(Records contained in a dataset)
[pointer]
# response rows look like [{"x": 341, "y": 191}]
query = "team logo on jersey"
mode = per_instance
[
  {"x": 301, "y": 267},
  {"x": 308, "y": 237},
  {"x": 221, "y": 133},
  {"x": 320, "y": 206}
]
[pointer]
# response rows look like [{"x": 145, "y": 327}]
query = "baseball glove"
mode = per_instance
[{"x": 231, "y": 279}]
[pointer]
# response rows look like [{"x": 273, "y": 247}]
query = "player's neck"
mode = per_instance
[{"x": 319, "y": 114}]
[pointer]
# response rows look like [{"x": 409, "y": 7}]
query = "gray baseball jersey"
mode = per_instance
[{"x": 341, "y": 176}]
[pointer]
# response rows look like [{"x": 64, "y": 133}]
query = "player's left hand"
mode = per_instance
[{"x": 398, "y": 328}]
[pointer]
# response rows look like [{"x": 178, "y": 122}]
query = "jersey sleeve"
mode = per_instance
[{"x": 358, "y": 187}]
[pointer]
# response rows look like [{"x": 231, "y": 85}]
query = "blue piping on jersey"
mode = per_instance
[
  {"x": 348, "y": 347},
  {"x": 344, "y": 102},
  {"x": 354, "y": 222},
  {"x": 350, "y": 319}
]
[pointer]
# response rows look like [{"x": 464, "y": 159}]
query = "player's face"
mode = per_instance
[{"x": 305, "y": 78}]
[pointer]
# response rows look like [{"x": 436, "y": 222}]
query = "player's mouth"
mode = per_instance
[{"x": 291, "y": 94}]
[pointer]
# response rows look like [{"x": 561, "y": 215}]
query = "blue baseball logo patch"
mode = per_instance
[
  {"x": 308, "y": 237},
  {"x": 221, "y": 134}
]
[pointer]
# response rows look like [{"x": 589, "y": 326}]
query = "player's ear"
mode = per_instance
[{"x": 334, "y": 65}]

- **What to work on**
From the data above, extract every line in its exact form.

- **Solution for this task**
[pointer]
# response rows look like [{"x": 341, "y": 191}]
query = "team logo on jersey"
mode = per_instance
[
  {"x": 301, "y": 267},
  {"x": 308, "y": 237},
  {"x": 221, "y": 133},
  {"x": 320, "y": 206}
]
[pointer]
# response rows look like [{"x": 145, "y": 327}]
query = "baseball glove"
mode = per_instance
[{"x": 231, "y": 279}]
[pointer]
# response rows look like [{"x": 273, "y": 247}]
query = "player's neck"
mode = per_instance
[{"x": 319, "y": 114}]
[pointer]
# response rows look like [{"x": 409, "y": 7}]
query = "gray baseball jersey"
mode = per_instance
[{"x": 341, "y": 176}]
[pointer]
# response rows look like [{"x": 64, "y": 133}]
query = "player's left hand"
mode = per_instance
[{"x": 398, "y": 328}]
[pointer]
# response rows look like [{"x": 178, "y": 122}]
query = "jersey sleeve"
mode = per_instance
[{"x": 358, "y": 187}]
[pointer]
# response rows look like [{"x": 231, "y": 85}]
query = "blue piping on jersey"
mode = per_instance
[
  {"x": 348, "y": 347},
  {"x": 344, "y": 102},
  {"x": 354, "y": 222},
  {"x": 350, "y": 319}
]
[pointer]
# response rows look like [{"x": 464, "y": 159}]
query = "player's face"
mode = per_instance
[{"x": 305, "y": 78}]
[pointer]
# response rows look like [{"x": 436, "y": 222}]
query = "player's mouth"
mode = per_instance
[{"x": 291, "y": 94}]
[pointer]
# response rows look like [{"x": 561, "y": 215}]
query = "blue baseball logo patch"
mode = per_instance
[
  {"x": 308, "y": 237},
  {"x": 221, "y": 134}
]
[pointer]
# response rows look like [{"x": 589, "y": 326}]
query = "player's ear"
mode = per_instance
[{"x": 334, "y": 65}]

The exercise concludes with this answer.